**TEXTE FOURNI**
On remarque cependant que l’obtention de financements auprès des établissements financiers pour faire face à ces besoins financiers, est fastidieuse et coûteuse pour les PME.
4) Les difficultés de financements des PME
Dans tous les rapports que nous avons lus, on constate que les PME rencontrent beaucoup de problèmes dans la satisfaction de leur besoins financiers. En effet les banques sont de plus en plus frileuses quant à accorder des prêts aux PME et l’une des raisons de ce comportement est que les PME ont en général un niveau de capitalisation très faible. Cela peut s’expliquer par la morosité dans le milieu des affaires, ce qui ne permet pas à la majorité des PME de réaliser de bons résultats et procéder à une augmentation des fonds propres. Et aussi les entrepreneurs eux-mêmes évitent d’investir davantage dans leurs activités craignant de s’exposer aux risques. En conséquence les PME ne disposent souvent d’aucune capacité d’autofinancement et ne peuvent donc financer le haut de leur bilan et leur besoin en fonds de roulement. Elles sont alors forcées de solliciter l’aide des banques pour des crédits de trésorerie.
Depuis la crise bancaire qui a secoué le Sénégal dans les années 1980 et a cause des reformes à l’époque, les banques sont devenues plus exigeantes en matière de crédit. La plupart des banques enregistrent aujourd’hui encore des créances en souffrance et dont la grande partie a été allouée aux PME/PMI. Et le résultat c’est la dégradation des portefeuilles de créance détenus par ces banques et des résultats annuels sans les risques de sanction de la commission bancaire. Nous pouvons voir dans le graphique suivant une représentation de la dégradation sur trois années du portefeuille des établissements bancaires dans quelques pays de la sous-région.
Sur ce graphique on constate une évolution en dent de scie de la structure du portefeuille de créances en souffrance dans la plupart des pays. Cependant au Sénégal, on note une nette diminution de ces créances douteuses ce qui est synonyme d’amélioration des ratios prudentiels imposés par la banque centrale. Ce résultat peut s’expliquer par une bonne gestion bancaire et une bonne politique de distribution des crédits mais aussi par une baisse des offres de crédits au PME.
Ainsi dans le bilan annuel 2006 de la BIS on remarque un montant on négligeable des encours classés à l’actif dans la rubrique « douteux et litigieux » et dont la somme exacte est 780 millions de FCFA. Toutefois il ne faut oublier la grande partie de ces encours est due aux Industries Chimiques du Sénégal (ICS).
Tous ces facteurs combinés ont fait l’intervention des banques commerciales dans le secteur privé cible en général les grandes entreprises au détriment des PME jugées trop risquées. Le tableau suivant nous donne une répartition sectorielle des crédits dans la sous-région.
Dans ce tableau on voit qu’une grande partie des financements sont attribués aux secteurs du bâtiment et travaux publics (BTP), commerce en gros et détaille, restaurants…réunis et en suite viennent les industries manufacturières. Mais si on prend en compte le nombre d’entreprises que renferme le premier groupe des secteurs cité on verra que les financements accordés à ce dernier sont de loin moins importants que ceux accordés aux industries manufacturières.

**Éléments d'annotation de régions**
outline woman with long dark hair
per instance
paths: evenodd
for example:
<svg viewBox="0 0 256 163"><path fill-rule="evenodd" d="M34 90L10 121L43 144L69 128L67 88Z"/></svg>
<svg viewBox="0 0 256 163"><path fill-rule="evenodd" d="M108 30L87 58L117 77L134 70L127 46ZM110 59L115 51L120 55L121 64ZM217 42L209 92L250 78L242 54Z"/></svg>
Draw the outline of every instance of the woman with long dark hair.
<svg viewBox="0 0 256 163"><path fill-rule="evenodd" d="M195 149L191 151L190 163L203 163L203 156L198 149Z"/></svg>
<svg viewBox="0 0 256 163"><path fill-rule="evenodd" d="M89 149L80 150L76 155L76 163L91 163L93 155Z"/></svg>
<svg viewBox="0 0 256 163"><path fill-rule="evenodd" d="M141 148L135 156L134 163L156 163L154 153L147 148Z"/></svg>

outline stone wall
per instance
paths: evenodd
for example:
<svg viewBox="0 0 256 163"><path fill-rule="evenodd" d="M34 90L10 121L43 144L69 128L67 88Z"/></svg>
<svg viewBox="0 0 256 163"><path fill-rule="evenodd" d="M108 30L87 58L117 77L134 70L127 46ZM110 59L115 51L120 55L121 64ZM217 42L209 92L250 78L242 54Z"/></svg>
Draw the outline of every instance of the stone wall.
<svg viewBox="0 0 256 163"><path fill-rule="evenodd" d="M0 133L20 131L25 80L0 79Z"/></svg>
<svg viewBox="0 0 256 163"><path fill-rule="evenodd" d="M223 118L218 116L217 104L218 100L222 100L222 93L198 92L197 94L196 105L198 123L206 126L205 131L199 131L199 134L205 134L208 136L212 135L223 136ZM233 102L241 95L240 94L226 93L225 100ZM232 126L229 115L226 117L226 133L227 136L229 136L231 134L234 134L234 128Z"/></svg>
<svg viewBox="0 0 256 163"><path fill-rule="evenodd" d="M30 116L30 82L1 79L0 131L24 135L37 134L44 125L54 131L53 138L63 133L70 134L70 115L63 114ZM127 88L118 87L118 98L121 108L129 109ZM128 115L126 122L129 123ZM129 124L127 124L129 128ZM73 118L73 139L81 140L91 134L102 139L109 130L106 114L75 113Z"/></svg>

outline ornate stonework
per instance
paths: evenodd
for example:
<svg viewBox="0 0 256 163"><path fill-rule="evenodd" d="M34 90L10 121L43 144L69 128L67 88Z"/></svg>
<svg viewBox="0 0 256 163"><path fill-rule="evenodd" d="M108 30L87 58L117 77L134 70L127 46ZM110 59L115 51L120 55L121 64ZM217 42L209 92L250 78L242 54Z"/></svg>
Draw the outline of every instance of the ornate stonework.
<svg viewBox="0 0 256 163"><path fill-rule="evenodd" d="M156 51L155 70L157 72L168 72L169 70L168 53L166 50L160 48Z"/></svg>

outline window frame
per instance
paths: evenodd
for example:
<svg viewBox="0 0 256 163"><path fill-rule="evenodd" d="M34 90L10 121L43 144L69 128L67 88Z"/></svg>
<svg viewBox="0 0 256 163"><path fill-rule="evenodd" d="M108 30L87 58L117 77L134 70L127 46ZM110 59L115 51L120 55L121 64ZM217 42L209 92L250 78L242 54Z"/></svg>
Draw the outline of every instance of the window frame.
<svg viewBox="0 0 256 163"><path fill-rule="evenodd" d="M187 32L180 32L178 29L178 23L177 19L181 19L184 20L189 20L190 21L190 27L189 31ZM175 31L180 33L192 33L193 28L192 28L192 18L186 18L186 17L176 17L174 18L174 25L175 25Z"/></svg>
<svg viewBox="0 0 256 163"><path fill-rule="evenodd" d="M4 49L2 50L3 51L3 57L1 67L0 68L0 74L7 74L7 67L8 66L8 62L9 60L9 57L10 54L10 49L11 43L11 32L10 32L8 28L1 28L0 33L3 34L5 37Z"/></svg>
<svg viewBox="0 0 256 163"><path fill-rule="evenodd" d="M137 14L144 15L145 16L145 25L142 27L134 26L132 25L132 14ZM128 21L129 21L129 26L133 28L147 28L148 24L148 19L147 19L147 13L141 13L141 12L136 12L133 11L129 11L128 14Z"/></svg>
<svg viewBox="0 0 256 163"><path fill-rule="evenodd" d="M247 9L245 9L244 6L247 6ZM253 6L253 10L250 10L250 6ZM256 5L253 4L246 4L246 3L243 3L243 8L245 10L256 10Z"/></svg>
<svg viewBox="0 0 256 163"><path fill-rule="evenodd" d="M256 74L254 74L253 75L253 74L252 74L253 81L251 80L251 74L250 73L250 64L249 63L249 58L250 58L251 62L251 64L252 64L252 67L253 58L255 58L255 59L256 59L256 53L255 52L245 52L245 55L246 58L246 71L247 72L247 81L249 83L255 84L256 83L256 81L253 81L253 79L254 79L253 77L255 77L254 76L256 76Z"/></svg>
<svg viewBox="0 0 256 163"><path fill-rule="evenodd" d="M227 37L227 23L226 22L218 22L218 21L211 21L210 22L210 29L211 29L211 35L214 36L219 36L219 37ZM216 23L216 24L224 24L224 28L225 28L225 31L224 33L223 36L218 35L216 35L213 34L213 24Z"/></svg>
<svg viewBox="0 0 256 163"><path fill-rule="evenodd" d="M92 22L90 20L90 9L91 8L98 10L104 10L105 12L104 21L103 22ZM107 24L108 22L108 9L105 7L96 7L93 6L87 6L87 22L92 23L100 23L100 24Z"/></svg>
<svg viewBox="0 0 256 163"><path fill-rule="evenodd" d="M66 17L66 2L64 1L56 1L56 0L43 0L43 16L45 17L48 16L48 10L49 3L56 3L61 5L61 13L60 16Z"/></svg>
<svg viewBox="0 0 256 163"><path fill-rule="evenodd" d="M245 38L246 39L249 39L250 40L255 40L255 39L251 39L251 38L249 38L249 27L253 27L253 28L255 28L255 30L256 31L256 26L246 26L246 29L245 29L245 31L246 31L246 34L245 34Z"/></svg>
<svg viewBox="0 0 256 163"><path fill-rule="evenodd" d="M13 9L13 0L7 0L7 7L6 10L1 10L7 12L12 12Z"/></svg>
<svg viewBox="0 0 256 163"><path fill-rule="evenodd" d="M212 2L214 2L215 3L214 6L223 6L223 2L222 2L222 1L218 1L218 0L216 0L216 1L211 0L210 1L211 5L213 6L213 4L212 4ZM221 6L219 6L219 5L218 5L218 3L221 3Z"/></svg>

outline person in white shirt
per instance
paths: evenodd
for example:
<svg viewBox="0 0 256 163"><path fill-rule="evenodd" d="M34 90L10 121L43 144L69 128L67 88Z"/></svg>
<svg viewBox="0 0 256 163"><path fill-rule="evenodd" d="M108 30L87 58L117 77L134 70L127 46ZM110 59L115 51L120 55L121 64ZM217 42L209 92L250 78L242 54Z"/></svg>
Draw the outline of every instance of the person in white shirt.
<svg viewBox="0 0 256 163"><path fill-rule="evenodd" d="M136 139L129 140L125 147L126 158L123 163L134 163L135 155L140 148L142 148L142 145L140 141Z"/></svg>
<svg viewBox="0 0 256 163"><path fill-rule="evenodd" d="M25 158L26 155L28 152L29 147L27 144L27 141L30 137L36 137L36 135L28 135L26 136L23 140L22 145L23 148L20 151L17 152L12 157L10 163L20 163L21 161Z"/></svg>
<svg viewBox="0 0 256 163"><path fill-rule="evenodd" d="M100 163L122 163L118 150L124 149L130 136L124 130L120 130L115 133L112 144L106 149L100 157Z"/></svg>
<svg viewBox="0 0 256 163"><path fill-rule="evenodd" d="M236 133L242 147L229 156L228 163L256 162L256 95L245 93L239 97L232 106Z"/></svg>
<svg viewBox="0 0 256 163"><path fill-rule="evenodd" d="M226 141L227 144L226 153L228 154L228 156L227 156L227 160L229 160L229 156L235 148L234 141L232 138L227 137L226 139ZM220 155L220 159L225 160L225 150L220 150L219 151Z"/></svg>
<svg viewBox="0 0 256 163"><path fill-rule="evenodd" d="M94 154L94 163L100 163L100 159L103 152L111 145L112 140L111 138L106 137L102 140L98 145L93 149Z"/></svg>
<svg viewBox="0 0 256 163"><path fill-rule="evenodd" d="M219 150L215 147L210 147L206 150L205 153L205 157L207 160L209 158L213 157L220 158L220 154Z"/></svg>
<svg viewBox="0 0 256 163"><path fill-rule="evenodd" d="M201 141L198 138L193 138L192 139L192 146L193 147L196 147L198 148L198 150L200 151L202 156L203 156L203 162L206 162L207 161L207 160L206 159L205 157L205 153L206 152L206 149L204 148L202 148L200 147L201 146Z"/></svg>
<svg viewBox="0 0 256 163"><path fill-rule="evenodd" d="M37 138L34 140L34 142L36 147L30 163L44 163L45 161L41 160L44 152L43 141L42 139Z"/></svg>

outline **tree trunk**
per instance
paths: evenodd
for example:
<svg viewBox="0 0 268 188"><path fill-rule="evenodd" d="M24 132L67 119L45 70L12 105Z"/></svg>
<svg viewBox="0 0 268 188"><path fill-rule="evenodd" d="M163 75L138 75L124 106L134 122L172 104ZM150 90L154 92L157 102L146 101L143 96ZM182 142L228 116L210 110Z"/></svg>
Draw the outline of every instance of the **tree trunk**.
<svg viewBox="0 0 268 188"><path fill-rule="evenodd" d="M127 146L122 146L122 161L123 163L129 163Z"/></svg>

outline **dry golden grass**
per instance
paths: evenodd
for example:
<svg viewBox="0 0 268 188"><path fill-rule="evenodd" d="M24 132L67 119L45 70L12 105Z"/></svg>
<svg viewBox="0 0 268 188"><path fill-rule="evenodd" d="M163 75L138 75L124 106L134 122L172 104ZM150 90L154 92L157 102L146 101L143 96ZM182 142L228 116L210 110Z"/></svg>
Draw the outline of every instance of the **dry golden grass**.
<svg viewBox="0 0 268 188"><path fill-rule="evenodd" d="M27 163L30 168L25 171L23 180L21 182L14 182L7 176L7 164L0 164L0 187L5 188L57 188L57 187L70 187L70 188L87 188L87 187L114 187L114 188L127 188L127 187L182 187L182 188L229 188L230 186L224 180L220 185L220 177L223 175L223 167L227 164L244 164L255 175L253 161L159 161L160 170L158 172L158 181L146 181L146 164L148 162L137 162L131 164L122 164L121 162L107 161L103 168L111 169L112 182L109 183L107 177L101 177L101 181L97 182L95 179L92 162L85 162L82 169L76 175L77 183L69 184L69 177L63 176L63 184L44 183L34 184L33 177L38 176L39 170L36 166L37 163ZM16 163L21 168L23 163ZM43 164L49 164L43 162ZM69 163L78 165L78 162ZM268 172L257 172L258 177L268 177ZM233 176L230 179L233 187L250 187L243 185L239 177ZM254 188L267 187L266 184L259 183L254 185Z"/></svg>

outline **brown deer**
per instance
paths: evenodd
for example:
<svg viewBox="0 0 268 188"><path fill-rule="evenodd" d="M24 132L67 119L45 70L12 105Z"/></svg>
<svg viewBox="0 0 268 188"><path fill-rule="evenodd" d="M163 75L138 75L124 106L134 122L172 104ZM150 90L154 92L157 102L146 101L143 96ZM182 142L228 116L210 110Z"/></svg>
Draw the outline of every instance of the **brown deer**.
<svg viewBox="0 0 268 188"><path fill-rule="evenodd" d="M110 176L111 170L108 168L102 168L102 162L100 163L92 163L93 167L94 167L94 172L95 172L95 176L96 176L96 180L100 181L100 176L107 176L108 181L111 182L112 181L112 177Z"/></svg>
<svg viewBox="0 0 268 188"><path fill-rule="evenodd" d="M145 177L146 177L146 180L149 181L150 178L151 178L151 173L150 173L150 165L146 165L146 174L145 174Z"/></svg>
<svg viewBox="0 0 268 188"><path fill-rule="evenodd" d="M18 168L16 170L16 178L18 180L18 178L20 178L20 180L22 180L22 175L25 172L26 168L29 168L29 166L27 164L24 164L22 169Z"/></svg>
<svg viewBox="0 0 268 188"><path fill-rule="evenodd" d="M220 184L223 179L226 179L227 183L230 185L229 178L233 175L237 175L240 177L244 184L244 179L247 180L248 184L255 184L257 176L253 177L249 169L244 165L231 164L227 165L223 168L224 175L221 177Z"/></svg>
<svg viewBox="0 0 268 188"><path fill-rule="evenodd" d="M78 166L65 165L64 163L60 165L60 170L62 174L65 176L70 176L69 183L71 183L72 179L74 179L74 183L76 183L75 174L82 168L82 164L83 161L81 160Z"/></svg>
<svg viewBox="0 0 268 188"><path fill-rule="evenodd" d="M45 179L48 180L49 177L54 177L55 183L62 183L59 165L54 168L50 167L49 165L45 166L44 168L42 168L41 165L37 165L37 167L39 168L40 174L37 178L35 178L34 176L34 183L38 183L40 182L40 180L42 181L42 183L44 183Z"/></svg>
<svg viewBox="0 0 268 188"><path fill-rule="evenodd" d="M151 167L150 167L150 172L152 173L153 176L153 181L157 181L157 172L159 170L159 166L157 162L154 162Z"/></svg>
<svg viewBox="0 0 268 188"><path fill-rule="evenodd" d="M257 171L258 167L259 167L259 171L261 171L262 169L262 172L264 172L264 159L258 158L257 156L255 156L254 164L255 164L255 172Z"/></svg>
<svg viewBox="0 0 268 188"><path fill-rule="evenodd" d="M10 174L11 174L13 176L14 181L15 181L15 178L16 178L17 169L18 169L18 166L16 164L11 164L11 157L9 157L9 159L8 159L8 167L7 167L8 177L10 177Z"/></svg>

**CONSIGNE ÉCRITE**
Donnez, s'il vous plaît, la suite du texte sur le financement des PME en reprenant après sa dernière phrase.

**RÉSULTAT**
Mais aussi le nombre croissant des banques dans la sous-région joue en faveur des PME qui à cause de leur nombre, représentent une part de marché importante. Au Sénégal on comptait plus de 17 établissements bancaires en 2007. Certaines banques au Sénégal abritent des lignes de financement et de refinancement des organisations internationales et qui sont destinées aux opérations de crédit en faveur des PME. Malheureusement les banques cherchent toujours à épuiser leur capacité de crédit avant d’utiliser ces lignes de refinancement. Comme lignes de refinancement au Sénégal on peut citer KFW, le FPE, les lignes de la BAD (47 milliards FCFA), de la BOAD (3,7 milliards FCFA), la BID (2 milliards USD), la BADEA (1 milliard USD)… Quant au FPE, il est domicilié dans des banques comme la SGBS, la BICIS, la CBAO, la BSIC, la BIS…le plafond de financement est fixé à 300 millions et les conditions d’emploi à 9 % + marge.
Aussi il faut noter que souvent la réglementation bancaire ne joue pas en faveur des PME et cela à travers ses exigences portant sur le respect strict des normes prudentielles par les banques commerciales, le résultat revient à réduire les offres de crédit aux PME.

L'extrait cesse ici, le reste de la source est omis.